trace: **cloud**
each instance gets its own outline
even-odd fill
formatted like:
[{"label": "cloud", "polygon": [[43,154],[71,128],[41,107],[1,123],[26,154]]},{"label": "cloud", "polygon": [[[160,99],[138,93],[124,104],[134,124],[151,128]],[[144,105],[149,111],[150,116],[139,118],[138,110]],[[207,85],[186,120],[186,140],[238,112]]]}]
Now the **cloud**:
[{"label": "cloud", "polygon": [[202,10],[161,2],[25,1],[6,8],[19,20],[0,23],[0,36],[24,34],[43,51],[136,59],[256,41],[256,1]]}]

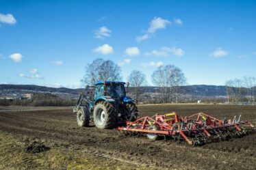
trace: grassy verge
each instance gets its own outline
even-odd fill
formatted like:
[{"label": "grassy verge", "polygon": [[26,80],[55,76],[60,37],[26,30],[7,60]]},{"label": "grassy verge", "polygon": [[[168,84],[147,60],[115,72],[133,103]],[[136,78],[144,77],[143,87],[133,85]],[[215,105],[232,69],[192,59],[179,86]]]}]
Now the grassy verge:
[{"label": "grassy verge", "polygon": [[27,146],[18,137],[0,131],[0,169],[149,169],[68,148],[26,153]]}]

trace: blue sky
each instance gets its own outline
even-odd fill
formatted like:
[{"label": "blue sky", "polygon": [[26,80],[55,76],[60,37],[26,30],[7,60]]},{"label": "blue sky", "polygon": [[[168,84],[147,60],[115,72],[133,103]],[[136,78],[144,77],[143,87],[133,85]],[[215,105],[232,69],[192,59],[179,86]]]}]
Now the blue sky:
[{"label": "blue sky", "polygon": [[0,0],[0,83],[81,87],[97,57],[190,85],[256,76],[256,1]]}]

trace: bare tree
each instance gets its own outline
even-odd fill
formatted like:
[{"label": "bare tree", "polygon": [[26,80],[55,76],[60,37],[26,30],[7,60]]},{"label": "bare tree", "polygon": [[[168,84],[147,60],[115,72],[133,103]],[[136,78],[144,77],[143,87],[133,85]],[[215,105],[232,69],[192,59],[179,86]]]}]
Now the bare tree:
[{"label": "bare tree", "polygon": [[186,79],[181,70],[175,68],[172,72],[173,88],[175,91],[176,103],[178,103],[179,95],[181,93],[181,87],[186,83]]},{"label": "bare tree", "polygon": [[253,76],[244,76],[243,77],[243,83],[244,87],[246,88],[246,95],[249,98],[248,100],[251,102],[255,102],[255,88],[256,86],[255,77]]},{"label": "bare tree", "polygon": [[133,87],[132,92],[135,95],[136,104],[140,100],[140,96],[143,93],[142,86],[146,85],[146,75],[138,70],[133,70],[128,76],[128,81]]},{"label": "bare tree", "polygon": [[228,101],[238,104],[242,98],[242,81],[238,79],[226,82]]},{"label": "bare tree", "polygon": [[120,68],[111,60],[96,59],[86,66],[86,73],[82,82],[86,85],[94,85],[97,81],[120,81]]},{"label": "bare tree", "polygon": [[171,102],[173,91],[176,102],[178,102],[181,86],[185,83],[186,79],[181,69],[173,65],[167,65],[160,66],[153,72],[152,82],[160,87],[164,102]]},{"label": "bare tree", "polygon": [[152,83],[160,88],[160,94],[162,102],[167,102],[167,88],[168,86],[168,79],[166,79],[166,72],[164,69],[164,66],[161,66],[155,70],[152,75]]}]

--

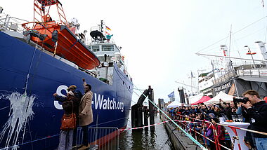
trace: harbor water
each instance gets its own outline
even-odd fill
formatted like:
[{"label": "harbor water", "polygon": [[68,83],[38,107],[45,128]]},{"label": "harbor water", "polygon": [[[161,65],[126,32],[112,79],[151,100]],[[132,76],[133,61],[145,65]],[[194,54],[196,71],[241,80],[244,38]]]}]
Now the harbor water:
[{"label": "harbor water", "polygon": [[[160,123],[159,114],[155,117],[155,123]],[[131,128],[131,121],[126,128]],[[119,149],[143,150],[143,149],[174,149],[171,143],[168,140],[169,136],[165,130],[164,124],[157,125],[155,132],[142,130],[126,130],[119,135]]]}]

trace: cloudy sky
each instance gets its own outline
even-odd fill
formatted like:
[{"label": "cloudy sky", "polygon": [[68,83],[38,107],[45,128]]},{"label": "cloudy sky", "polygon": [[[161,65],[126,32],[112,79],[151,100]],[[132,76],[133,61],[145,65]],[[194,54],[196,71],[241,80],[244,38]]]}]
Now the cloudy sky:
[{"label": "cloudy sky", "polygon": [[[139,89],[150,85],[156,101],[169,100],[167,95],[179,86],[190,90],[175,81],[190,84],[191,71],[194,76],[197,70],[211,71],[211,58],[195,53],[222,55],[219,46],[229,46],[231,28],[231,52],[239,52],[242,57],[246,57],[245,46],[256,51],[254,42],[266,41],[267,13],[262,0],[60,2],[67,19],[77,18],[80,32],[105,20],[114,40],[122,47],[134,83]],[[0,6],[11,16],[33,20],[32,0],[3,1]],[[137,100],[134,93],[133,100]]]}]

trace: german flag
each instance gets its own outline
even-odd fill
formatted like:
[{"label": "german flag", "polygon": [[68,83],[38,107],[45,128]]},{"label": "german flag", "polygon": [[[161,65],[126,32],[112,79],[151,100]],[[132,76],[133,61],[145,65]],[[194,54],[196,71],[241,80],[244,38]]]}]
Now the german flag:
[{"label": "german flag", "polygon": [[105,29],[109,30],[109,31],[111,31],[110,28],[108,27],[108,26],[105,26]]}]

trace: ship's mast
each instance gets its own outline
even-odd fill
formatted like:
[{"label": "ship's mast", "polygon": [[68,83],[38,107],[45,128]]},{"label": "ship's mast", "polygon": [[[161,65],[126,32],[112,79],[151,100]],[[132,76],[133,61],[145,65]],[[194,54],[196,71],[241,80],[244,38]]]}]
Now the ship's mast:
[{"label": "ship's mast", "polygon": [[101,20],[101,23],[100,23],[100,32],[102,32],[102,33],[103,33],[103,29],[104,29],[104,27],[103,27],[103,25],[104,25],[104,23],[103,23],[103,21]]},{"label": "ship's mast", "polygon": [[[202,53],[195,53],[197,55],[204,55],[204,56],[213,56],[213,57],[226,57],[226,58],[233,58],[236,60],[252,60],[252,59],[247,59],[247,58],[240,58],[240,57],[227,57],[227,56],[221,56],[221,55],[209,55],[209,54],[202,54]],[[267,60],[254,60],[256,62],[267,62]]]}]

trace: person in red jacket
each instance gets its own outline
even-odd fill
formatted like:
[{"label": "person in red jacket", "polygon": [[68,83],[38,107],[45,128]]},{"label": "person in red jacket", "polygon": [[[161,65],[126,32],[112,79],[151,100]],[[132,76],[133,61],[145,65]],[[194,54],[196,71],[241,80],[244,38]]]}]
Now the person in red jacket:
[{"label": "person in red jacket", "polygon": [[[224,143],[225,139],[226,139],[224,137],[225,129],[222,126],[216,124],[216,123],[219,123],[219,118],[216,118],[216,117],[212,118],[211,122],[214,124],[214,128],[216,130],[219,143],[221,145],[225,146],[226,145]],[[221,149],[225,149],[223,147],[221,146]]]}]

→ Job
Identify every line of the material above that contains the string "flag", treating uppercase and lowercase letters as distinct, and copy each such line in full.

→ Task output
trace: german flag
[{"label": "german flag", "polygon": [[68,83],[38,107],[45,128]]},{"label": "german flag", "polygon": [[[161,65],[126,32],[112,79],[151,100]],[[132,76],[133,61],[145,65]],[[194,54],[196,71],[241,80],[244,38]]]}]
Now the german flag:
[{"label": "german flag", "polygon": [[105,29],[109,30],[109,31],[111,31],[110,28],[108,27],[108,26],[105,26]]}]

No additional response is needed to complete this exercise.